▶ WHAT THE TASK REQUIRES:
Can you give all the records again without altering a single character?

▶ EXTRACTED MATERIAL:

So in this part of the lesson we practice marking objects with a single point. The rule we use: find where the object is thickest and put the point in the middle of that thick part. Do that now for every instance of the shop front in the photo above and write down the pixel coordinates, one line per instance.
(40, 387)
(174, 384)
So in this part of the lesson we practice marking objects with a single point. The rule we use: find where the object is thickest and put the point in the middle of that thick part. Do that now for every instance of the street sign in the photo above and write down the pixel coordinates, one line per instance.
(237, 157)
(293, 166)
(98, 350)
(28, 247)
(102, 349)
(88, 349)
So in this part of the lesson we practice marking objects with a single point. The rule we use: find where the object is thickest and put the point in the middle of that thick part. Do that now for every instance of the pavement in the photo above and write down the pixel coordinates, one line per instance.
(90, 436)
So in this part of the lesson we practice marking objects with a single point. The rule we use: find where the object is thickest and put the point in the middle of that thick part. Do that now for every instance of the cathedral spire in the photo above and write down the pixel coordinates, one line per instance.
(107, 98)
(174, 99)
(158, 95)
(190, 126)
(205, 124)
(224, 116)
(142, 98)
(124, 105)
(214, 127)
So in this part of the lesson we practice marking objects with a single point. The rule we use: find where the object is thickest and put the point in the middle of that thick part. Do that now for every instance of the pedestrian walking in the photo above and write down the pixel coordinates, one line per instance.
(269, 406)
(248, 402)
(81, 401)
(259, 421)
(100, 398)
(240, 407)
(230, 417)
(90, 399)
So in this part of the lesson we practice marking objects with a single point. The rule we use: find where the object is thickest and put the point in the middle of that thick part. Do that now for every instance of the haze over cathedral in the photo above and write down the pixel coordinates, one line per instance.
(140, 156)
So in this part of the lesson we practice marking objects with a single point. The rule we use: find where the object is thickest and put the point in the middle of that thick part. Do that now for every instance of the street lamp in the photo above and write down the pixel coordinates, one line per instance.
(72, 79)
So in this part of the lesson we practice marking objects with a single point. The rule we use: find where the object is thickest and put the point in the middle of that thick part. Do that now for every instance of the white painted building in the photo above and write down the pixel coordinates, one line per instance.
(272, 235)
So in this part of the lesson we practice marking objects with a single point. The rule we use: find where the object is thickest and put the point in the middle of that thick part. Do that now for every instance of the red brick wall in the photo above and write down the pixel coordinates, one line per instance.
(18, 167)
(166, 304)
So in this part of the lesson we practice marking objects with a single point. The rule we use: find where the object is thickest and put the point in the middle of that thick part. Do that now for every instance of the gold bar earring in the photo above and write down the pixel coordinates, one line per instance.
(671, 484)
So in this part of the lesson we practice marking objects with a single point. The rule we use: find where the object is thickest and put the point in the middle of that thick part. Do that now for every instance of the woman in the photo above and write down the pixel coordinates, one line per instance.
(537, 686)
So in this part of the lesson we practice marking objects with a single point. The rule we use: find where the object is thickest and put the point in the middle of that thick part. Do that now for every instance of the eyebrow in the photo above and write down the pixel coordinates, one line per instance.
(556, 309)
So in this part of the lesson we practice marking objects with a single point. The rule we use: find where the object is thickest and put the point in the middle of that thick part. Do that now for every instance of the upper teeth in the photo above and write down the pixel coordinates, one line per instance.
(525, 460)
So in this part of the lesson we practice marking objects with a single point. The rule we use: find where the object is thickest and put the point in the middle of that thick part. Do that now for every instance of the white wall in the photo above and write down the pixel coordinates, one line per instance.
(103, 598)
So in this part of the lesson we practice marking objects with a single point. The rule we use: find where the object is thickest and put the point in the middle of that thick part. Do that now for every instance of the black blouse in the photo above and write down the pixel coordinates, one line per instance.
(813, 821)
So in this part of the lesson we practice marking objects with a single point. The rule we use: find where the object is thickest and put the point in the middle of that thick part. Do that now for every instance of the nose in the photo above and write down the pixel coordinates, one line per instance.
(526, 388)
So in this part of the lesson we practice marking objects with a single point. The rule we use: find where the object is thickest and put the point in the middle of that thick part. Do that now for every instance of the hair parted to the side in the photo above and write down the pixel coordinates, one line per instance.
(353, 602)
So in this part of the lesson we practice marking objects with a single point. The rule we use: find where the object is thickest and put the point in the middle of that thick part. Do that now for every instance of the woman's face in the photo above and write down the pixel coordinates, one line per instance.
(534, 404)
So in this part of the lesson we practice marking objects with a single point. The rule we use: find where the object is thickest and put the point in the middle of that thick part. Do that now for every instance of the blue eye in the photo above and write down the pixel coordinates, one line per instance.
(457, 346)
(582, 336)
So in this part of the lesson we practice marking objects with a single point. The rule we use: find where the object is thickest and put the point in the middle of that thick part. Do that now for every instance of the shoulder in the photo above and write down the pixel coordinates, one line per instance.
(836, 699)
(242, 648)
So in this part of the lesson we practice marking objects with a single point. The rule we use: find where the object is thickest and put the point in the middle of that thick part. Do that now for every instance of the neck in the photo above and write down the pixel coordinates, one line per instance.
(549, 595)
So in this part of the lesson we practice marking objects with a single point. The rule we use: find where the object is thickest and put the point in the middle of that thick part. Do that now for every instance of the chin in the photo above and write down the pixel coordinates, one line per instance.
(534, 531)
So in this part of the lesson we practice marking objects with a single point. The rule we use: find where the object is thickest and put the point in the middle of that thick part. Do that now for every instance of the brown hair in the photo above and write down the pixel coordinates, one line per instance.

▶ CORRECT OUTPUT:
So in this part of the lesson we practice marking objects with a single point. The rule we use: find where the object is thickest and put the point in the middle of that thick part. Do that now for every instance of the shop front in the photo above and write down the pixel coordinates, one line per instance.
(40, 387)
(174, 384)
So in this part of the lesson we practice marking objects with a single point. The rule we use: find where the object is thickest and put the point in the middle of that thick part. Do that now for every instance of the street sign in the photo above and write down the pixel coordinates, one line per instance.
(237, 157)
(293, 166)
(98, 350)
(28, 247)
(102, 349)
(88, 349)
So in this part of the lesson we practice marking objects with a single point. The rule we use: find where the object is thickest and put the point in the middle of that thick part. Do that now for every instance of the pavement in the photo above and write down the pixel coordinates, one line per instance.
(90, 436)
So in this part of the lesson we practice marking objects with a single point. The rule we use: find where the object is thickest and put the point in the middle of that thick part. Do that now for every instance of the cathedral spire in the photo above and write down the pixel coordinates, one line per instance.
(107, 98)
(174, 99)
(158, 95)
(190, 126)
(205, 124)
(224, 116)
(142, 98)
(124, 105)
(214, 127)
So in this part of the lesson we practice marking objects with a single point. The rule we use: find where the object is thickest and put the point in the middle of that thick part. Do that now for every instance of the pedestrian walking in the photo above and write down the pixel coordinates, one line per instance.
(269, 406)
(248, 402)
(81, 401)
(259, 421)
(100, 398)
(240, 407)
(230, 417)
(90, 399)
So in this part of the lesson we practice marking objects with a single point. The rule we use: find where the object is thickest and put the point in the middle of that thick part. Do that now for every instance of the haze over cathedral in the photo above and write down the pixel coordinates, one line per instance.
(140, 156)
So in this part of the lesson we practice marking objects with a single point. The rule we use: find where the object is thickest and put the point in the middle of that thick part. Do that now for every instance of the street lamp in the photo above and write down the pixel coordinates, one line per instance.
(72, 79)
So in this part of the lesson we practice marking objects with a single point. The rule we use: find where the object is thickest and put the point in the middle of that thick part. Do that now for every instance of the white painted building in the photo above and write down the pixel coordinates, one line per instance.
(272, 235)
So in this part of the lesson we practice marking objects with a single point. The rule we use: find where the object is thickest and put the point in the middle of that thick part. Do that now for every instance of the red brick wall in the photo above and write down the pixel coordinates, one line per instance.
(18, 167)
(166, 304)
So in this part of the lesson we practice marking objects with a single point. The rule we use: find where the object is thickest and put the point in the middle of that thick part. Do that now for every instance of the gold bar earring in the photo above and write down the pixel coordinates, one line per instance.
(671, 484)
So in this part of the lesson we practice marking objects with a single point. The rule we use: find where the object is thickest and put the point in the middle of that thick part. Do that now for every instance of the woman in the photo above and write down the pixel coordinates, one line per instance.
(537, 686)
So in this part of the lesson we practice marking objects with a single point. The rule we use: find where the object is thickest and put the point in the middle of that thick part. Do that now for every instance of the eyebrow in the photo above and write down the pixel coordinates, one line per instance.
(556, 309)
So in this part of the lesson we practice marking objects with a single point. The rule we use: find where the object is thickest and put the point in the middle of that thick part. Do that now for every instance of the upper teeth in the photo above and write down the pixel coordinates, one line per instance.
(525, 460)
So in this part of the lesson we practice marking objects with a single point. The rule we use: find where the object is thickest and put the point in the middle of that thick part. Do that now for every instance of the white wall in the photo above and write down the pixel coordinates, one line per instance.
(103, 598)
So in this part of the lesson we practice marking objects with a single point. The rule we use: find where the object is thickest and put the point in the middle of that thick part. Do that now for every instance of the black blouse in the photo above and write down the pixel coordinates, one line per instance.
(813, 821)
So in this part of the lesson we practice marking objects with a single point. The rule we use: find where the object is thickest and put the point in the middle of that thick part. Do that now for every instance of the nose in the photo above and write down the pixel coordinates, one line per instance.
(526, 388)
So in this part of the lesson we practice marking objects with a single point. The rule we use: find where the object is thickest and put the point in the middle of that thick part. Do that now for every instance of the hair parted to the side in the photo above and write down the pixel coordinates, one line per instance.
(353, 602)
So in this part of the lesson we practice marking objects with a single point. The rule we use: find where the object is thickest and put the point in the middle of that thick part. Do that now for every instance of the woman's face in the photo above and write down the pixel coordinates, one line per instance.
(534, 404)
So in this part of the lesson we practice marking objects with a single point. The rule we use: find where the object is thickest and put the point in the middle of that thick part. Do that now for every instance of the blue eye in the photo above and write down the pixel coordinates, one line per instance.
(457, 346)
(582, 336)
So in this part of the lesson we practice marking objects with a single point. The rule we use: find where the object is thickest and put the point in the middle of that thick part. Do that now for every instance of the shoulder in the photo above and write down the pixel coordinates, one line per instance.
(836, 699)
(242, 648)
So in this part of the lesson we practice marking objects with a single point. The rule we use: find where the object is thickest and put the point in the middle of that thick part. Do that now for every instance of the neck in the photo above and write down the pixel coordinates, one line per instance.
(549, 595)
So in this part of the lesson we practice marking objects with a single point. The rule we use: find where the object is thickest and put the point in the middle of that thick part. Do that now for every instance of the chin in the photo above and write down the pixel coordinates, one line per instance.
(534, 531)
So in this part of the lesson we practice marking objects with a single point. The rule we use: find where the object is thickest and put the point in the middle of that thick part. Do that now for every instance of the brown hair in the photo above and write down the pixel coordinates, one line per instance.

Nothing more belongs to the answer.